_SOURCE DOCUMENT_
** start **
A Big Helping of Writer’s Block

I’ve felt so ready to write these last few days. Other than that 1,000 word Foreword/Prologue thing, however, I haven’t written a word of fiction. I’m pretty sure the biggest reason for that is that I’m scared. I’m scared to start another draft, knowing it won’t be a draft worthy of publication. Knowing that know matter how well I write it, I’ll eventually decide that the first book in this series needs to be so different that no amount of editing can turn this draft into what it needs to be. I’m terrified that writing this draft won’t get me any closer to figuring out my writing process in a more succinct and efficient way, and that I’ll never allow myself to get published not because I can’t write a good book, but because I always feel like there’s more to do. I haven’t been able to figure out a way around that. I’ve never felt like I wrote everything in the book well enough.
** end **
_GIVEN EXERCISE A_
List every line of the entries as a numbered list, from the first line of the entries down to the line that contains "x=489, y=288", both included. Leave out blank lines.

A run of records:
** start **
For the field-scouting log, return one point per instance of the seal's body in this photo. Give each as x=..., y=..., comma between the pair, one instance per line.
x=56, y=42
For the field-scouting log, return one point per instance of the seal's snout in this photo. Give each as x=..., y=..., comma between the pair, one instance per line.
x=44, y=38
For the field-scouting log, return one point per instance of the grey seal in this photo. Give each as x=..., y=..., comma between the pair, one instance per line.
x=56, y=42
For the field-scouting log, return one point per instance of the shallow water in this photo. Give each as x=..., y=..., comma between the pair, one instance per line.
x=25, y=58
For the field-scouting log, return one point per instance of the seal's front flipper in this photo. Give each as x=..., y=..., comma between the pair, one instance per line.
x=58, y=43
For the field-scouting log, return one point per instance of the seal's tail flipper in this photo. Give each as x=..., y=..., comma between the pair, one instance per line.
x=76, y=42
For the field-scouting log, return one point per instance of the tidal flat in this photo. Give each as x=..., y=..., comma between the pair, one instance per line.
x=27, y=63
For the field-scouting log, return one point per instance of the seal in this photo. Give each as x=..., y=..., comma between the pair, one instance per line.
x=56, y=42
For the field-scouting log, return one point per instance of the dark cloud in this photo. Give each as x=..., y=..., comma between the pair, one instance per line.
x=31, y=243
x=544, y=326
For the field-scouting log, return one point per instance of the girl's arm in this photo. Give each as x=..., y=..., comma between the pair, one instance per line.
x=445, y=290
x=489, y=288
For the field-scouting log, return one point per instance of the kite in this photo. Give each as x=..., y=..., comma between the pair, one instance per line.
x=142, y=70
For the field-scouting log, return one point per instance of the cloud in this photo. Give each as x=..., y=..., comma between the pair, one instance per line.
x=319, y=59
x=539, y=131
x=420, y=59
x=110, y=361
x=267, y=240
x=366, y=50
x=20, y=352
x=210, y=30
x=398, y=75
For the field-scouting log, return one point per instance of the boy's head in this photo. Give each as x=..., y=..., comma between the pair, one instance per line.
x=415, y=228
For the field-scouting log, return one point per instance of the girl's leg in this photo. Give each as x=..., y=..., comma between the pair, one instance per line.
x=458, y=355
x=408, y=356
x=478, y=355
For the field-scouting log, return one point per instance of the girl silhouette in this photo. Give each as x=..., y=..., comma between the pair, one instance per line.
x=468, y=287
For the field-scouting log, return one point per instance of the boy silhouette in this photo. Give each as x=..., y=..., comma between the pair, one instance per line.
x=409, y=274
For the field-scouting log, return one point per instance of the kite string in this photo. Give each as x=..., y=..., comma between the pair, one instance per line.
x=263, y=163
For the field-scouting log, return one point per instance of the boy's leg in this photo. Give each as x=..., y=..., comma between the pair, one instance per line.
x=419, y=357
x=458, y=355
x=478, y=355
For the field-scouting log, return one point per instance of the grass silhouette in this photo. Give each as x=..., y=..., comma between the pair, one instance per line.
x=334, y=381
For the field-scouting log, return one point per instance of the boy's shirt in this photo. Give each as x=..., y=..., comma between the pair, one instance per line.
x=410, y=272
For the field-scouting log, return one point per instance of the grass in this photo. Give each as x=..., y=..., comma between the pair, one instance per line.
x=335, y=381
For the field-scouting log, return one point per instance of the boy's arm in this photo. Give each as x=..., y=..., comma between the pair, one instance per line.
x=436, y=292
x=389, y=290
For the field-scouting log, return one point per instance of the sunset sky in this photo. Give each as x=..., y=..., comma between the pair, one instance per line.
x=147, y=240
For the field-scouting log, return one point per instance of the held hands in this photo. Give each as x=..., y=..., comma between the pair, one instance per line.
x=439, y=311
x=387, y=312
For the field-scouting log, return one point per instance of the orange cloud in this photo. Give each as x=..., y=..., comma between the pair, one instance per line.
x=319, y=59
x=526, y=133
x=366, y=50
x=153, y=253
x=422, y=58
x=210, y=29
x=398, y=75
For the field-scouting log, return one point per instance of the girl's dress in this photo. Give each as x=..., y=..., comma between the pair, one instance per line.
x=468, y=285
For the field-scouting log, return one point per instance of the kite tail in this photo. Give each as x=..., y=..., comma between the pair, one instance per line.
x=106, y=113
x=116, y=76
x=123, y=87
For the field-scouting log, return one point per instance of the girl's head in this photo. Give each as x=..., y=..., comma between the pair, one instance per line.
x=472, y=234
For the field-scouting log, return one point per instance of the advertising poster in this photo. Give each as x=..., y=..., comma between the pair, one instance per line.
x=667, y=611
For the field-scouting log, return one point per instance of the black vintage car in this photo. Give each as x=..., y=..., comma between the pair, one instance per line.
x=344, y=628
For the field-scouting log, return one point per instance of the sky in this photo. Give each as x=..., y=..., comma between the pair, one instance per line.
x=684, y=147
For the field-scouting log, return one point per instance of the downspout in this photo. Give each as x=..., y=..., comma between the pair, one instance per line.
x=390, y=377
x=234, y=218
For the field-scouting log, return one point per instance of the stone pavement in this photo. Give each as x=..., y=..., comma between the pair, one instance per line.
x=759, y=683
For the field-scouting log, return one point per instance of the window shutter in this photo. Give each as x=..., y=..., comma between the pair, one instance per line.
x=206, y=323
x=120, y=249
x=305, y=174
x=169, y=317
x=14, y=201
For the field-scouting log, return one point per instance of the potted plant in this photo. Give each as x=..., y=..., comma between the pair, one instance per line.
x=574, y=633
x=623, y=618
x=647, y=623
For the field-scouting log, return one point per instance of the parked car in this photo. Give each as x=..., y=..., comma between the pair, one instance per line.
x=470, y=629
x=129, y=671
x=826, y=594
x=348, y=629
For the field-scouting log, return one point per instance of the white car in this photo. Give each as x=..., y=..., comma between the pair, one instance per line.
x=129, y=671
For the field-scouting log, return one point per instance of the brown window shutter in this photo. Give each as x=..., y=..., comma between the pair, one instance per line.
** end **
_GIVEN EXERCISE B_
In the post about writer's block, what does the writer give as the biggest reason for not having written any fiction?

_FINAL RESULT A_
1. For the field-scouting log, return one point per instance of the seal's body in this photo. Give each as x=..., y=..., comma between the pair, one instance per line.
2. x=56, y=42
3. For the field-scouting log, return one point per instance of the seal's snout in this photo. Give each as x=..., y=..., comma between the pair, one instance per line.
4. x=44, y=38
5. For the field-scouting log, return one point per instance of the grey seal in this photo. Give each as x=..., y=..., comma between the pair, one instance per line.
6. x=56, y=42
7. For the field-scouting log, return one point per instance of the shallow water in this photo. Give each as x=..., y=..., comma between the pair, one instance per line.
8. x=25, y=58
9. For the field-scouting log, return one point per instance of the seal's front flipper in this photo. Give each as x=..., y=..., comma between the pair, one instance per line.
10. x=58, y=43
11. For the field-scouting log, return one point per instance of the seal's tail flipper in this photo. Give each as x=..., y=..., comma between the pair, one instance per line.
12. x=76, y=42
13. For the field-scouting log, return one point per instance of the tidal flat in this photo. Give each as x=..., y=..., comma between the pair, one instance per line.
14. x=27, y=63
15. For the field-scouting log, return one point per instance of the seal in this photo. Give each as x=..., y=..., comma between the pair, one instance per line.
16. x=56, y=42
17. For the field-scouting log, return one point per instance of the dark cloud in this photo. Give each as x=..., y=..., comma between the pair, one instance per line.
18. x=31, y=243
19. x=544, y=326
20. For the field-scouting log, return one point per instance of the girl's arm in this photo. Give each as x=..., y=..., comma between the pair, one instance per line.
21. x=445, y=290
22. x=489, y=288

_FINAL RESULT B_
The writer is scared.